_Extrait du texte_:
Construire un musée pour la recherche culturelle en Angola
« Un peuple sans conscience historique est une population »
Cheikh Anta Diop
Une preuve de prise de conscience culturelle et historique
Nous venons d’apprendre avec beaucoup d’intérêt l’initiative des étudiants angolais dans le domaine de la culture qui propose aux autorités la construction d’un musée de recherche culturelle.
Nous adressons aux initiateurs nos encouragements en même temps que notre conception du sens que doit prendre la réalisation pour le bénéfice de notre génération et celles qui viendront après
nous. Un peuple indépendant et qui veut jouir de son indépendance, et donc de sa capacité de décider de son destin, est celui qui prend l’initiative culturelle et historique. Pour nous, la
culture est notre manière de nous penser et d’agir au quotidien. Vivre dignement, c’est être capable de prendre des initiatives, les réaliser et en jouir. L’histoire est tout ce que nous faisons
en vue de nous survivre. Voilà en quoi, l’initiative des étudiants angolais en culture nous interpelle :
« L'étudiant du cours de géographie/histoire, Leonardo Adriano, a souligné que l'existence d'un musée dans une région déterminée, promeut l'éducation et la culture, mettant en exergue la
primauté de la fonction éducative qui correspond à sa démocratisation du savoir, d'où son importance. … Il a affirmé que la coopération entre le musée et l'école est considérée comme une action
culturelle qui est un processus de médiation de l'action d'éducation, car les musées sont des lieux où l'on expose divers matériels qui font partie de l'histoire des hommes. »
Une conception élevée du patrimoine culturel
L’idée même du patrimoine culturel est de saisir que la culture est la science des sciences d’autant plus qu’elle représente pour chaque peuple la somme des expériences
conclusions réalisées au cours du temps et qui lui ont permis de faire face à ses besoins et défis. Puisque la culture est le fruit d’une longue expérience et donc
scientifiquement attestée, accessible à la majorité d’un peuple et lui permet de s’adapter en toutes circonstances, il revient à chaque génération de la recevoir telle qu’elle est, de l’enrichir
selon son temps, ses opportunités et contraintes tout en la préservant ; enfin de l’étudier, la thématiser et la transmettre en vue de faciliter la tâche aux générations à venir. Ainsi
pensée et pratiquée, la culture, richesse des richesses, constitue notre première préoccupation et responsabilité. La connaître, la découvrir et redécouvrir constamment, est de notre
responsabilité au quotidien. La prédominance de la dimension économique du développement est un arbre qui cache la forêt nommée « sous-développement ». Le sous-développement est un état culturel. Les travaux du LARA
concluent que l’économique n’est qu’une des dimensions de la culture. Il n’y a pas de développement sans conscience culturelle et
historique. L’initiative des étudiants en culture constitue une prise de conscience de la dimension culturelle du
développement. Elle démontre une prise de conscience de la fonction stratégique de la culture. Nous savons que le « sous-développement durable » que vit l’Afrique aujourd’hui résulte à la fois de la
destruction d’une partie appréciable de notre culture au contact de l’esclavage et du colonialisme, mais aussi de l’insuffisance de sa connaissance et de sa relativement faible implication dans
notre recherche quotidienne des solutions à nos défis.

_Données d'entrée_:
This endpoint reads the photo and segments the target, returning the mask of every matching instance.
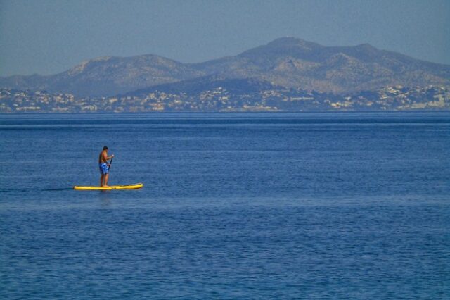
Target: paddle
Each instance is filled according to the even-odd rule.
[[[112,163],[112,158],[114,158],[114,156],[112,156],[111,158],[111,161],[110,161],[110,164],[108,165],[108,170],[110,170],[111,169],[111,163]]]

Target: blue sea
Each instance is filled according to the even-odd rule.
[[[0,115],[0,299],[450,299],[450,113]]]

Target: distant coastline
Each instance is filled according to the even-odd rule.
[[[408,111],[450,111],[450,89],[390,87],[339,95],[294,89],[233,93],[219,87],[191,94],[155,91],[97,98],[0,89],[0,113]]]

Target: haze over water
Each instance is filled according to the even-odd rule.
[[[0,115],[0,298],[450,296],[450,113]],[[97,158],[115,158],[96,185]]]

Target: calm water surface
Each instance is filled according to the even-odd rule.
[[[110,184],[97,157],[114,154]],[[0,115],[0,299],[449,299],[450,113]]]

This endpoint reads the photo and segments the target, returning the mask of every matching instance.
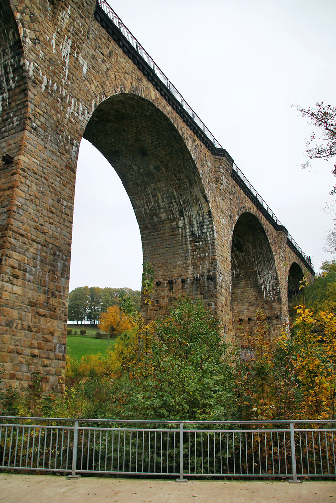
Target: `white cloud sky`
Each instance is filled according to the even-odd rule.
[[[311,128],[297,103],[335,105],[332,0],[110,0],[287,227],[317,271],[330,256],[332,162],[303,171]],[[135,216],[113,169],[83,140],[78,163],[70,289],[140,287]]]

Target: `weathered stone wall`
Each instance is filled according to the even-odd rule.
[[[273,329],[285,322],[289,268],[297,262],[304,269],[285,233],[232,179],[229,158],[211,153],[95,20],[94,0],[2,0],[1,6],[1,153],[14,157],[0,171],[6,385],[24,388],[40,374],[45,392],[63,388],[83,136],[111,162],[135,209],[144,261],[156,271],[150,316],[167,312],[182,293],[220,317],[228,340],[234,319],[252,317],[253,303],[267,310]],[[246,212],[260,238],[253,267],[244,254],[236,258],[237,222]],[[250,236],[243,246],[251,247]]]

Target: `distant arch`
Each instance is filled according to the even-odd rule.
[[[245,212],[238,219],[231,245],[231,301],[236,335],[253,329],[262,309],[271,334],[282,324],[280,284],[273,254],[258,219]]]
[[[300,283],[303,279],[303,273],[300,266],[296,262],[291,266],[288,272],[287,293],[288,296],[288,307],[291,310],[293,303],[297,299],[300,289]]]

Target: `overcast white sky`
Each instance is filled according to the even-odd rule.
[[[297,103],[335,104],[334,0],[110,0],[287,227],[317,272],[336,215],[331,161],[303,171],[311,127]],[[140,289],[141,239],[111,165],[83,140],[70,290]]]

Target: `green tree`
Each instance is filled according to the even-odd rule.
[[[221,420],[231,414],[231,370],[217,319],[180,299],[170,316],[114,347],[119,413],[153,420]],[[150,329],[150,327],[152,329]],[[145,333],[146,333],[146,336]]]
[[[300,291],[297,304],[303,304],[314,312],[324,311],[336,315],[336,262],[325,261],[314,281]]]
[[[89,290],[87,286],[79,287],[69,294],[68,317],[77,324],[85,319],[89,301]]]
[[[313,159],[330,159],[336,155],[336,107],[324,105],[323,102],[316,103],[315,107],[307,109],[295,106],[301,115],[306,117],[308,124],[318,130],[318,134],[314,131],[307,141],[306,154],[308,160],[303,162],[303,167],[311,165]],[[336,175],[336,162],[332,174]],[[336,184],[330,193],[336,192]]]
[[[96,325],[101,312],[102,289],[99,287],[89,288],[89,305],[87,319],[91,325]]]

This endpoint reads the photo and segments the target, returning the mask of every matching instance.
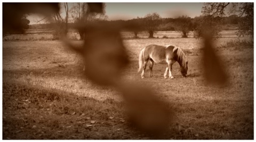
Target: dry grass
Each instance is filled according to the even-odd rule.
[[[219,39],[215,46],[234,40]],[[124,78],[151,86],[175,112],[174,125],[160,138],[253,139],[253,48],[216,48],[229,75],[228,85],[219,87],[206,85],[203,77],[201,40],[138,39],[124,42],[132,60]],[[146,78],[141,79],[137,72],[138,55],[149,44],[183,48],[189,77],[182,77],[175,63],[173,79],[164,79],[166,65],[157,64],[153,78],[148,78],[147,69]],[[80,57],[60,41],[4,42],[3,52],[4,139],[156,139],[120,121],[126,116],[119,93],[86,81]]]

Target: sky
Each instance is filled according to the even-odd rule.
[[[203,5],[202,3],[106,3],[106,14],[108,20],[126,20],[137,16],[141,17],[153,12],[157,12],[164,18],[176,17],[182,15],[194,17],[201,14]],[[71,7],[73,3],[68,5]],[[27,17],[30,21],[30,24],[36,24],[43,18],[36,14],[30,14]]]

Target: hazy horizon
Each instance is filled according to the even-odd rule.
[[[68,3],[69,8],[73,4]],[[194,18],[201,15],[203,5],[203,3],[106,3],[106,15],[108,20],[143,17],[153,12],[158,13],[163,18],[175,18],[182,15]],[[65,15],[64,12],[61,14]],[[44,20],[37,22],[43,17],[36,14],[30,14],[27,18],[30,21],[29,24],[45,23]]]

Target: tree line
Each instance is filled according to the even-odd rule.
[[[238,34],[241,36],[253,36],[253,3],[206,3],[202,8],[202,15],[194,18],[187,15],[182,15],[177,18],[162,18],[157,13],[146,14],[144,17],[137,17],[129,20],[107,20],[105,7],[102,13],[89,13],[89,6],[85,3],[74,3],[71,7],[67,3],[60,3],[60,7],[65,11],[65,14],[55,13],[51,15],[54,22],[45,24],[49,29],[54,29],[54,35],[56,37],[61,34],[67,34],[68,29],[75,28],[78,29],[81,39],[85,36],[84,28],[92,22],[106,22],[113,25],[122,25],[124,30],[131,31],[134,38],[138,38],[138,33],[147,31],[149,38],[153,38],[154,34],[157,31],[179,31],[182,38],[187,38],[188,33],[193,31],[194,36],[201,37],[205,31],[210,32],[218,37],[219,32],[227,25],[235,25],[238,30]],[[226,16],[225,10],[228,6],[231,6],[228,13],[236,12],[238,14]],[[47,17],[49,18],[49,17]],[[25,23],[24,29],[27,29],[28,23]],[[22,23],[23,23],[23,22]],[[36,28],[36,26],[30,25],[30,28]],[[52,28],[54,27],[53,28]],[[133,28],[130,28],[132,27]],[[137,28],[134,28],[136,27]]]

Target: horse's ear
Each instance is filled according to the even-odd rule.
[[[173,53],[175,53],[175,52],[177,52],[177,51],[178,51],[178,48],[174,48],[173,49],[173,50],[172,50],[172,52],[173,52]]]

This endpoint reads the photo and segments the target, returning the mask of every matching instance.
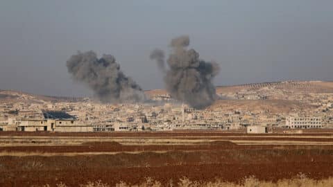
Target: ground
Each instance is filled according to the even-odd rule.
[[[300,174],[333,176],[333,131],[246,134],[242,132],[0,133],[0,186],[60,181],[78,186],[101,180],[166,184],[186,177],[239,182],[276,181]]]

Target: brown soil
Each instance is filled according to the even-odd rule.
[[[17,134],[22,136],[22,140],[26,138],[28,140],[31,139],[25,136],[38,134]],[[53,136],[60,134],[44,134],[43,136],[47,134]],[[83,136],[83,134],[61,134]],[[296,136],[296,138],[292,138],[283,134],[279,137],[266,135],[260,138],[252,134],[237,134],[243,136],[230,137],[229,134],[185,132],[83,134],[91,136],[101,134],[123,136],[124,139],[128,136],[144,137],[150,139],[152,142],[155,139],[161,138],[172,138],[173,141],[180,138],[198,139],[202,141],[189,145],[167,143],[131,145],[117,142],[85,142],[78,145],[31,146],[22,144],[22,146],[0,147],[0,152],[22,154],[20,157],[0,157],[0,186],[31,186],[46,184],[56,186],[60,181],[69,186],[78,186],[80,184],[99,179],[112,186],[121,181],[135,184],[144,181],[148,177],[166,184],[170,180],[176,184],[182,177],[201,182],[214,181],[216,178],[239,182],[244,177],[253,175],[260,180],[273,181],[293,178],[300,172],[315,179],[333,176],[333,145],[239,145],[228,141],[236,139],[263,141],[278,139],[332,142],[333,138],[330,136],[323,139]],[[213,142],[207,141],[212,137],[205,136],[216,134],[221,136],[216,137],[216,141]],[[31,152],[80,152],[83,155],[24,155],[24,153]],[[89,154],[89,152],[117,153],[94,155]]]
[[[302,172],[314,179],[333,175],[331,150],[225,150],[166,153],[120,153],[75,157],[1,157],[0,186],[28,186],[62,181],[71,186],[101,179],[142,182],[145,177],[174,182],[182,177],[200,181],[239,181],[254,175],[276,181]]]

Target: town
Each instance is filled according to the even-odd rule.
[[[194,109],[164,90],[153,102],[103,104],[89,98],[1,91],[1,131],[112,132],[237,130],[246,127],[333,127],[333,83],[285,81],[216,88],[219,99]]]

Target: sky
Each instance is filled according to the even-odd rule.
[[[144,89],[162,89],[149,53],[190,48],[219,63],[216,85],[333,80],[333,1],[0,1],[0,89],[84,96],[68,73],[77,51],[113,55]]]

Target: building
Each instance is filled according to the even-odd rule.
[[[266,127],[258,126],[258,125],[252,125],[246,127],[246,133],[248,134],[263,134],[268,133]]]
[[[52,131],[63,132],[92,132],[92,126],[79,124],[76,118],[65,112],[42,111],[44,119],[25,119],[17,125],[18,131]]]
[[[320,116],[289,116],[286,126],[289,129],[321,128],[323,119]]]

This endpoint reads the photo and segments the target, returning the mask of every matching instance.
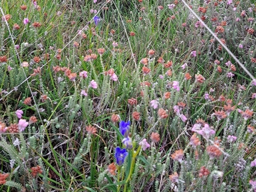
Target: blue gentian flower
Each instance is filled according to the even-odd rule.
[[[124,137],[122,140],[122,142],[124,144],[124,145],[125,146],[125,147],[128,149],[132,149],[132,138],[129,137]]]
[[[93,18],[93,20],[95,21],[95,26],[97,26],[97,24],[99,23],[100,21],[100,18],[97,16],[95,16],[94,18]]]
[[[130,124],[131,122],[129,121],[127,122],[122,121],[119,123],[119,131],[124,137],[128,137]]]
[[[114,157],[117,160],[117,164],[119,166],[122,166],[124,162],[125,157],[128,155],[128,152],[125,149],[121,149],[120,147],[117,146],[115,149]]]

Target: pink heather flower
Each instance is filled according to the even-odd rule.
[[[176,114],[180,114],[180,108],[178,107],[178,105],[175,105],[174,107],[174,112]]]
[[[228,135],[228,142],[229,143],[232,143],[232,142],[235,142],[237,137],[235,136],[233,136],[233,135]]]
[[[85,79],[85,78],[87,78],[88,77],[87,72],[85,71],[85,70],[83,70],[83,71],[79,73],[79,76],[81,77],[83,79]]]
[[[168,8],[170,9],[173,9],[175,7],[174,4],[168,4]]]
[[[117,75],[115,73],[113,73],[110,79],[112,79],[114,81],[117,81],[118,80],[118,78]]]
[[[256,166],[256,159],[251,162],[251,166]]]
[[[159,79],[161,79],[161,80],[164,79],[164,75],[159,75]]]
[[[143,151],[145,151],[147,148],[150,147],[150,144],[149,144],[146,139],[143,139],[143,140],[139,142],[139,145],[142,146]]]
[[[256,181],[253,181],[252,180],[250,180],[249,183],[251,184],[252,189],[255,192],[256,191]]]
[[[28,125],[28,122],[26,121],[26,119],[21,119],[18,121],[18,129],[21,132],[25,130],[26,127]]]
[[[22,110],[16,110],[15,113],[18,119],[21,119],[22,114],[23,113]]]
[[[179,117],[181,118],[181,121],[183,121],[183,122],[185,122],[187,120],[187,117],[186,117],[186,116],[183,114],[181,114],[179,115]]]
[[[203,28],[203,24],[201,22],[200,22],[199,21],[196,21],[196,24],[195,24],[195,27],[196,28],[198,28],[198,27],[201,27],[201,28]]]
[[[206,93],[203,96],[204,96],[206,100],[210,100],[210,99],[209,97],[209,96],[210,96],[209,94]]]
[[[230,66],[230,65],[232,65],[231,61],[228,60],[227,63],[225,63],[225,65],[226,65],[228,67]]]
[[[183,65],[181,65],[181,68],[182,68],[183,70],[186,69],[187,67],[188,67],[188,64],[187,64],[186,63],[185,63],[184,64],[183,64]]]
[[[96,9],[91,9],[91,10],[90,10],[90,13],[91,13],[91,14],[97,14],[97,10]]]
[[[192,58],[196,58],[196,50],[192,50],[191,55]]]
[[[8,128],[6,127],[4,123],[0,123],[0,134],[5,133],[7,131]]]
[[[229,78],[232,78],[235,76],[235,74],[232,73],[231,72],[227,73],[227,77]]]
[[[13,69],[14,69],[14,68],[11,68],[10,65],[8,65],[8,67],[7,67],[8,71],[11,71],[11,70],[12,70]]]
[[[112,46],[113,46],[114,48],[117,47],[118,46],[118,43],[115,42],[115,41],[113,41]]]
[[[94,80],[92,80],[90,82],[89,87],[91,87],[92,89],[97,89],[97,85],[96,81],[95,81]]]
[[[256,79],[252,80],[252,85],[256,86]]]
[[[204,127],[201,129],[201,124],[195,124],[192,127],[192,131],[202,135],[205,139],[208,139],[210,137],[215,134],[215,131],[211,129],[208,124],[205,124]]]
[[[154,110],[156,110],[158,107],[159,102],[156,100],[151,100],[150,102],[150,105],[152,107]]]
[[[26,25],[26,24],[28,24],[28,23],[29,23],[28,18],[25,18],[23,19],[23,23],[24,23],[24,25]]]
[[[178,81],[174,80],[174,81],[173,82],[173,88],[174,88],[174,90],[176,90],[177,91],[179,91],[179,90],[180,90],[179,87],[178,87]]]
[[[80,94],[85,97],[88,95],[88,94],[85,92],[85,90],[81,90]]]
[[[232,4],[232,0],[228,0],[227,4],[228,4],[228,5],[230,5],[230,4]]]

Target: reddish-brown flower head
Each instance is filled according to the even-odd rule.
[[[219,157],[222,152],[221,151],[214,145],[210,145],[206,147],[207,153],[208,154],[210,159],[213,159],[215,157]]]
[[[201,166],[199,170],[198,176],[199,177],[207,176],[210,174],[209,170],[208,170],[204,166]]]

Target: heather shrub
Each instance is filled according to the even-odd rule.
[[[191,4],[4,2],[1,190],[256,191],[255,4]]]

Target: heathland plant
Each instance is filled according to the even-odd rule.
[[[255,4],[187,4],[2,1],[0,191],[256,191]]]

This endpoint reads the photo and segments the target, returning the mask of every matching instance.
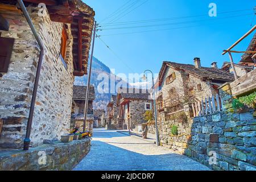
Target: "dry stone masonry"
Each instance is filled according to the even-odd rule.
[[[224,111],[193,119],[185,154],[215,170],[256,170],[256,118],[254,110],[233,111],[229,85],[221,89]],[[209,164],[216,154],[216,163]]]
[[[39,16],[38,8],[28,11],[46,48],[36,100],[31,139],[33,146],[44,139],[59,139],[68,133],[73,90],[72,44],[69,26],[66,69],[60,58],[63,24]],[[20,148],[26,133],[39,48],[23,15],[12,16],[15,24],[2,37],[14,38],[15,43],[8,72],[0,77],[0,118],[3,125],[0,147]]]

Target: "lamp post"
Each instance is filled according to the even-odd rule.
[[[156,146],[159,146],[159,142],[158,142],[158,120],[157,120],[157,114],[156,114],[156,107],[155,104],[155,88],[154,84],[154,75],[153,72],[150,70],[147,69],[144,72],[144,75],[142,77],[142,79],[144,80],[147,80],[147,77],[146,76],[145,73],[148,71],[151,73],[152,74],[152,90],[153,93],[153,101],[154,101],[154,109],[155,112],[155,133],[156,136]]]

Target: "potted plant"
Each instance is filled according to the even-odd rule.
[[[74,135],[62,135],[61,136],[61,142],[63,142],[63,143],[71,142],[73,141],[73,137],[74,137]]]
[[[74,137],[73,138],[73,140],[78,140],[79,139],[79,134],[77,133],[76,133],[74,135]]]

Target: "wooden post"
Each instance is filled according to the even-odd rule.
[[[233,68],[233,72],[234,73],[235,80],[237,80],[238,77],[237,77],[237,72],[236,72],[236,68],[234,67],[234,62],[233,61],[232,55],[231,54],[231,52],[230,51],[229,51],[228,52],[229,52],[229,59],[230,59],[231,65],[232,66],[232,68]]]
[[[214,96],[212,97],[212,112],[213,113],[216,111],[216,107],[215,106],[215,100]]]
[[[195,110],[195,106],[193,103],[192,104],[192,106],[193,115],[194,115],[194,117],[195,117],[196,116],[196,111]]]
[[[210,101],[210,97],[209,97],[208,100],[209,100],[209,110],[210,111],[210,114],[212,114],[212,104],[210,103],[211,101]]]
[[[198,106],[198,113],[199,115],[201,115],[202,113],[201,113],[201,106],[200,106],[201,104],[200,104],[200,101],[198,101],[197,102],[197,106]]]
[[[203,98],[202,101],[201,101],[201,104],[202,105],[202,115],[204,115],[204,101],[203,100]]]
[[[205,114],[208,114],[208,107],[207,106],[207,99],[205,98]]]
[[[197,106],[197,103],[196,102],[195,103],[195,106],[196,106],[196,115],[198,116],[199,115],[199,111],[198,111],[198,106]]]
[[[217,101],[217,107],[218,108],[218,110],[220,111],[220,97],[218,97],[218,94],[216,94],[216,101]]]

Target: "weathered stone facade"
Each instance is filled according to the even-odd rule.
[[[66,69],[59,56],[63,24],[52,22],[48,14],[39,16],[37,7],[27,9],[46,49],[31,134],[35,146],[68,133],[74,81],[73,38],[67,24]],[[39,48],[23,15],[10,18],[14,23],[9,31],[1,31],[1,36],[15,38],[15,43],[8,72],[0,74],[0,118],[3,119],[0,147],[19,148],[26,133]]]
[[[150,104],[152,108],[152,100],[130,100],[129,102],[130,107],[130,121],[128,114],[125,115],[125,124],[129,126],[130,123],[130,128],[135,129],[135,125],[146,122],[143,114],[146,111],[146,104]],[[128,109],[126,108],[125,113],[128,113]]]
[[[28,151],[1,152],[0,171],[72,170],[90,149],[90,139],[85,139],[65,144],[43,144]]]
[[[221,88],[221,94],[225,111],[193,119],[185,154],[214,170],[256,170],[254,110],[233,113],[228,84]],[[216,163],[210,164],[213,155]]]

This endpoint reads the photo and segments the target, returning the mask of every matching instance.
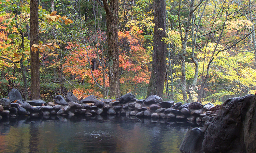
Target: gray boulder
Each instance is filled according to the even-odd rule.
[[[144,103],[146,105],[157,104],[162,102],[162,99],[156,95],[153,95],[148,97],[144,102]]]
[[[54,97],[54,103],[61,105],[66,105],[68,103],[64,97],[60,95],[58,95]]]
[[[18,108],[18,114],[20,115],[27,114],[27,110],[22,107],[20,107]]]
[[[32,106],[43,106],[43,105],[46,105],[46,102],[42,100],[33,100],[26,102]]]
[[[11,107],[11,101],[6,98],[0,99],[0,105],[2,105],[4,109],[8,109]]]
[[[203,107],[203,105],[198,102],[193,102],[190,103],[188,108],[193,109],[200,109]]]
[[[18,112],[18,109],[16,107],[11,107],[8,109],[10,111],[10,113],[16,114]]]
[[[181,112],[183,115],[186,116],[190,114],[190,111],[186,108],[183,108],[181,110]]]
[[[131,100],[135,97],[135,96],[129,92],[123,95],[119,98],[120,104],[126,104],[131,101]]]
[[[70,102],[69,103],[69,104],[68,104],[68,106],[70,107],[77,109],[80,109],[82,107],[83,107],[82,105],[74,102]]]
[[[97,101],[97,98],[94,95],[91,95],[81,100],[80,102],[84,103],[94,103],[96,101]]]
[[[174,105],[174,107],[173,107],[173,109],[177,109],[180,106],[181,106],[182,105],[182,103],[180,102],[177,103],[175,105]]]
[[[25,102],[22,104],[22,106],[23,107],[26,109],[27,111],[30,110],[31,109],[31,105],[29,103],[27,102]]]
[[[1,112],[1,116],[3,117],[8,118],[9,117],[9,114],[10,114],[10,111],[8,110],[3,110]]]
[[[104,106],[104,102],[102,101],[96,101],[95,103],[95,105],[99,108],[102,108]]]
[[[43,106],[42,108],[44,111],[51,111],[53,110],[53,107],[51,106]]]
[[[159,118],[160,117],[159,114],[157,113],[154,113],[151,114],[151,117],[152,118]]]
[[[116,112],[114,109],[113,108],[110,108],[108,111],[107,113],[110,115],[114,115],[116,113]]]
[[[78,103],[79,102],[78,99],[75,96],[73,93],[69,91],[67,93],[66,96],[66,101],[69,103],[71,102],[74,102],[75,103]]]
[[[203,139],[203,133],[198,127],[189,131],[185,135],[180,147],[183,153],[202,153],[202,142]]]
[[[15,88],[12,89],[12,90],[8,94],[8,97],[9,100],[11,101],[15,100],[23,99],[19,91]]]
[[[163,107],[169,108],[174,104],[174,101],[169,101],[166,102],[161,102],[159,103],[159,105]]]

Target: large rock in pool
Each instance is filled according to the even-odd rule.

_À faire_:
1 > Répondez à ces questions sur le texte consacré au projet de musée en Angola :
(a) Quel étudiant a souligné que l'existence d'un musée dans une région promeut l'éducation et la culture, et dans quel cours est-il inscrit ?
(b) Quel genre d'état le sous-développement est-il, d'après le texte ?
(c) Que concluent les travaux du LARA au sujet de l'économique ?
2 > Extrayez des enregistrements tout ce qui va de la ligne contenant « Target: heathland plant » jusqu'à la ligne contenant « [[[255,4],[187,4],[2,1],[0,191],[256,191]]] », ces deux lignes comprises.
Le texte et les enregistrements n'ont aucun rapport entre eux.

_Réponses complètes_:
1 >
(a) Leonardo Adriano, étudiant du cours de géographie/histoire.
(b) Un état culturel.
(c) Que l'économique n'est qu'une des dimensions de la culture.

2 >
Target: heathland plant
Each instance is filled according to the even-odd rule.
[[[255,4],[187,4],[2,1],[0,191],[256,191]]]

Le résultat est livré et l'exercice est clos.